Excerpt:
# # # #

May 20, 2013
By P.J. Huffstutter
(Reuters) - Farms in two of the nation's leading pork producing states have tested positive for the potentially fatal porcine epidemic diarrhea virus (PEDV), U.S. pork industry veterinarian official said Monday.
Three farms in Iowa and one Indiana operation have confirmed cases of the virus, said Dr Lisa Becton, director of swine health information and research for the National Pork Board. The cases in Iowa were located on farms "all across the state, not in one specific area," Becton said.
PEDV does not pose a food safety or health risk to humans and the pork is safe eat. Other animals cannot contract the swine-only virus.
Still, this marks the first time PEDV had been found in the United States, and poises yet another challenge for hog farms still recovering from record-high feed costs from last summer's historic drought.

# # # #

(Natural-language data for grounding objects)
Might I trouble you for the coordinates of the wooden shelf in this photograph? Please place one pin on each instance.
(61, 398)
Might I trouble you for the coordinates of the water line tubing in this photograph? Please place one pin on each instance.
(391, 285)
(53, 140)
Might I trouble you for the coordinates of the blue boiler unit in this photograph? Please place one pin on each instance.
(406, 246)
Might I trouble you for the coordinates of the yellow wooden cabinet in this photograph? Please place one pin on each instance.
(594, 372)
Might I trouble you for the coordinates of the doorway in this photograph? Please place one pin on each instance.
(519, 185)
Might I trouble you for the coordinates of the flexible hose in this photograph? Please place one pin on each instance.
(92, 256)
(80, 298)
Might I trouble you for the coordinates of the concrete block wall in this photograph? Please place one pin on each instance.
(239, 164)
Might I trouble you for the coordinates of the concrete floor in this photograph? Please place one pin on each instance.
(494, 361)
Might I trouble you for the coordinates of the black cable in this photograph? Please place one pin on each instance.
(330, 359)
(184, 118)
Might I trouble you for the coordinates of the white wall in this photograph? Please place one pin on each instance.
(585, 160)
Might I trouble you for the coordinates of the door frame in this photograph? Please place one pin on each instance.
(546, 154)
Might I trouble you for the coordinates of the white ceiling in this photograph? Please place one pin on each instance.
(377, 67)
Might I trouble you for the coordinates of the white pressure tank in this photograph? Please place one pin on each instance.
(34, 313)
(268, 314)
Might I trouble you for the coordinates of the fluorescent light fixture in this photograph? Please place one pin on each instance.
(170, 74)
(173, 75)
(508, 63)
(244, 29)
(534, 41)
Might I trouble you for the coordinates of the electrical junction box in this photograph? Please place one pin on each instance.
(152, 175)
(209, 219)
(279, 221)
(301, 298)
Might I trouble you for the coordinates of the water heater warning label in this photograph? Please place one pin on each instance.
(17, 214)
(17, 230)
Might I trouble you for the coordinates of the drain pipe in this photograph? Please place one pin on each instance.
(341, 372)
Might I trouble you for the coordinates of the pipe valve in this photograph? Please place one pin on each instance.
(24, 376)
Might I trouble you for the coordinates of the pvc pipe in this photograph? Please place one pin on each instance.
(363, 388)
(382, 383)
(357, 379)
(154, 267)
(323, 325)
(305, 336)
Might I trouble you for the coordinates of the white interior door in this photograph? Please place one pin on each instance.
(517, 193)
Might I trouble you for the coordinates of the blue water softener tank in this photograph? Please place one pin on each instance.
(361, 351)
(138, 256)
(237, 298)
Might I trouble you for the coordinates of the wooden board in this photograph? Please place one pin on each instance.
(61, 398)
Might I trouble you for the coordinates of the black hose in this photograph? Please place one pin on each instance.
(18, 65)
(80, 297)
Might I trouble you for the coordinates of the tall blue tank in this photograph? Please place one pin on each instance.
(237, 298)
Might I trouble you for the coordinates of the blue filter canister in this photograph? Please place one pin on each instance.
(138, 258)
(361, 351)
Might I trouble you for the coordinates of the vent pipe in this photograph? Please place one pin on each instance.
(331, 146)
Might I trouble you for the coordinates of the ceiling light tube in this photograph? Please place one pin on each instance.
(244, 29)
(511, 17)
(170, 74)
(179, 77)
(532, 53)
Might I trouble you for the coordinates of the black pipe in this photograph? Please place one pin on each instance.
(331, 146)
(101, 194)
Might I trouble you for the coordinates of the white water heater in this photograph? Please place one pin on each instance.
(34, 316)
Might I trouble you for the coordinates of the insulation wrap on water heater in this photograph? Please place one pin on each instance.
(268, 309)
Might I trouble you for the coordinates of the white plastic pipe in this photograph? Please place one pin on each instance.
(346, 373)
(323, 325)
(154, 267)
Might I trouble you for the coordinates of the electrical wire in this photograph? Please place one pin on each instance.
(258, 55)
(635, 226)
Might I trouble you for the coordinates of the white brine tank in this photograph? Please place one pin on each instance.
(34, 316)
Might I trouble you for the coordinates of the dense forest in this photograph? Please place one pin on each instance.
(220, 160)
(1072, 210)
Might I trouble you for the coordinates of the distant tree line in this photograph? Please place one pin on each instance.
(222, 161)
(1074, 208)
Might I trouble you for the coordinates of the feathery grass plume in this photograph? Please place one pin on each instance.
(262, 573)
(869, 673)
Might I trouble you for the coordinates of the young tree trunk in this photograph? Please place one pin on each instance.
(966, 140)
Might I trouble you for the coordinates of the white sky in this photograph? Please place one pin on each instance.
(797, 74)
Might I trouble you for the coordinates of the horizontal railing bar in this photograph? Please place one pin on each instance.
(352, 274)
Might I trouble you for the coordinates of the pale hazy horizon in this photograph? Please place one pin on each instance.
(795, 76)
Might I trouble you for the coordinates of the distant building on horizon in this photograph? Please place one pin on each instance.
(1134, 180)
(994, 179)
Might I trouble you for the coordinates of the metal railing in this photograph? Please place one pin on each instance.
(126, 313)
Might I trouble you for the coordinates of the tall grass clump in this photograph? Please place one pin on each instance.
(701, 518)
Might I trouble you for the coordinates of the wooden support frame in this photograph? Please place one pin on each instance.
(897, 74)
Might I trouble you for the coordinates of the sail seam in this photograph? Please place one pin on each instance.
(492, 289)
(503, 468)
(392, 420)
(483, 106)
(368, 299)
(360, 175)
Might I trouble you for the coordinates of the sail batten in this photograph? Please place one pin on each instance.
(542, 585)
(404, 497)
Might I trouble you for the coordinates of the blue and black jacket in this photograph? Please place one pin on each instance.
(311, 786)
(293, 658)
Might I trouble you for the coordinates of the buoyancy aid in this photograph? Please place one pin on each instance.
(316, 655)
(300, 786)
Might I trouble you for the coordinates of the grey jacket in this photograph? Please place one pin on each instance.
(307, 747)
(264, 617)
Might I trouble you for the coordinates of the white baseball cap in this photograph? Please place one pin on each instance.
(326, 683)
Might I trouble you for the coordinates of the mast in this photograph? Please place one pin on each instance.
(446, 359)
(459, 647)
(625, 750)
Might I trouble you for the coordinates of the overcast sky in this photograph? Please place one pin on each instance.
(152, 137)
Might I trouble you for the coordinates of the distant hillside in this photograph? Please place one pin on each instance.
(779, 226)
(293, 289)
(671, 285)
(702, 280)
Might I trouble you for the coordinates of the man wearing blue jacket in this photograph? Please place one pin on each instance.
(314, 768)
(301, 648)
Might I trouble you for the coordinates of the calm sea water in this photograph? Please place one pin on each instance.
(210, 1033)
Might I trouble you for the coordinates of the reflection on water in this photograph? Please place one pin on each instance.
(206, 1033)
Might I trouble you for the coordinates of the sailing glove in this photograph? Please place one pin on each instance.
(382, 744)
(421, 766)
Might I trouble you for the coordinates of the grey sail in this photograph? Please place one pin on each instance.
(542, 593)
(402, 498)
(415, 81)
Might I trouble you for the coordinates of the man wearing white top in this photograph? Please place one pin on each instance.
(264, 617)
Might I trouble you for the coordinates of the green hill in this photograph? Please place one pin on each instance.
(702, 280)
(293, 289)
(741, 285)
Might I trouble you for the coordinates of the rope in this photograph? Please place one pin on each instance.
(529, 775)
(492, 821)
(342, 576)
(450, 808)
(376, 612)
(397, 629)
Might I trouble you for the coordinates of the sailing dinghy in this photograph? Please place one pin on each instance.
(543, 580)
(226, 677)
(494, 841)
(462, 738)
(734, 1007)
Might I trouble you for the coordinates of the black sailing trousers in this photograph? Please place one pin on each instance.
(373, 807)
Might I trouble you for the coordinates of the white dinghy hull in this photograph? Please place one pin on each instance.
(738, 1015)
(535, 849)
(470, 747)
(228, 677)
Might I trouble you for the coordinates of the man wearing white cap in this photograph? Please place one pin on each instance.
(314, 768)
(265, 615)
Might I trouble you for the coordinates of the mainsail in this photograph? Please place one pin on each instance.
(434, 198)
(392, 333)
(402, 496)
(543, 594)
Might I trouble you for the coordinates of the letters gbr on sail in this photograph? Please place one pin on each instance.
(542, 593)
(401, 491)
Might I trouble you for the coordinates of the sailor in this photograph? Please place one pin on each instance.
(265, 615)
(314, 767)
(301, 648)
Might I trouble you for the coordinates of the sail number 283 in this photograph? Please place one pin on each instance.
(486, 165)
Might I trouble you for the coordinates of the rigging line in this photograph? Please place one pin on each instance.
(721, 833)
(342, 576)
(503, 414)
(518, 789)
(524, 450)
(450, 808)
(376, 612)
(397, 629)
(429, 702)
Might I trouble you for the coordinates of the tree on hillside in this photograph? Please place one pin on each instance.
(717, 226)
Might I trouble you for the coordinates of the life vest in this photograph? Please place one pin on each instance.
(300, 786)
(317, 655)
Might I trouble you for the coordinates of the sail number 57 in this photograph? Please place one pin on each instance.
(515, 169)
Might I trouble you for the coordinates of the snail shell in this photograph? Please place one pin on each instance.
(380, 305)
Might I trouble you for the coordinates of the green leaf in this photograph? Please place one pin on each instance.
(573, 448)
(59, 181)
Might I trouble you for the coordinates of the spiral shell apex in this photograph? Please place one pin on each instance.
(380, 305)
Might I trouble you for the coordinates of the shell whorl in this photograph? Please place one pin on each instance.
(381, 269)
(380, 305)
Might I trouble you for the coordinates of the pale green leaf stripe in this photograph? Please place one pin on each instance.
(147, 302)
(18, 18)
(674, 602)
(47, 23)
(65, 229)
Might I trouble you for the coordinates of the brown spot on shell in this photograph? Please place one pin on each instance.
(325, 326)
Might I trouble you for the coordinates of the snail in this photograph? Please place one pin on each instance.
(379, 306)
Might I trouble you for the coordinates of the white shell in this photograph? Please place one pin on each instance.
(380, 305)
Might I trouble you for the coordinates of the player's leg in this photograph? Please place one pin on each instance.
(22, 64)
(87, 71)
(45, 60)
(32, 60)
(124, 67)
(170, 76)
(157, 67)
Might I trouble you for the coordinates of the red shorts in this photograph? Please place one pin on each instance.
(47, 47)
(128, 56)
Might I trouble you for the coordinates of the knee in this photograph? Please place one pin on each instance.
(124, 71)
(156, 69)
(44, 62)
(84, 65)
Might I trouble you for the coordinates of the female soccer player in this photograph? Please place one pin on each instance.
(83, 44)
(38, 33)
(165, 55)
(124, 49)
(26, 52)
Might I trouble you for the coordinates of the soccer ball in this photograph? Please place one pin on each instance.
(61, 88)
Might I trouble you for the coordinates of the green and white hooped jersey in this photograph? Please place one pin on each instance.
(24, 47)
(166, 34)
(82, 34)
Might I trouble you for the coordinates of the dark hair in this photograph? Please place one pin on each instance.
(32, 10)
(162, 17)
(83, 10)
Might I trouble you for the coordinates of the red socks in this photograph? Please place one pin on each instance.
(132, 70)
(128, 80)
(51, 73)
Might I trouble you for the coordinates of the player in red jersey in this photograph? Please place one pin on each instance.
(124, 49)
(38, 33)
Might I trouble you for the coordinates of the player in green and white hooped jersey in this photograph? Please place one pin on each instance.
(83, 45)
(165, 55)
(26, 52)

# # # #

What this exercise asks:
**a)** In the news report on the pork virus, how many Iowa farms have confirmed cases of PEDV?
**b)** Carry on the news report on the pork virus from the point where it stops.

Answers for the tasks:
**a)** Three

**b)**
Swine veterinarians across the U.S. are collecting samples from pork farms that have reported possible cases and sending them in for testing at National Veterinary Service Laboratories and other sites.
Some veterinarians are also sending in samples of animal feed for testing, to see whether the virus was spread that way, said Dr. Keith Roehr, Colorado's state veterinarian.
"There's a lot of biosecurity and prevention measures in place that prevent the spread of disease. That's what's so puzzling in this case. To be in different states, and to have crossed between different swine operations and between different owners, all of which are painstakingly kept separate to prevent the spread of disease - that's unusual," said Roehr.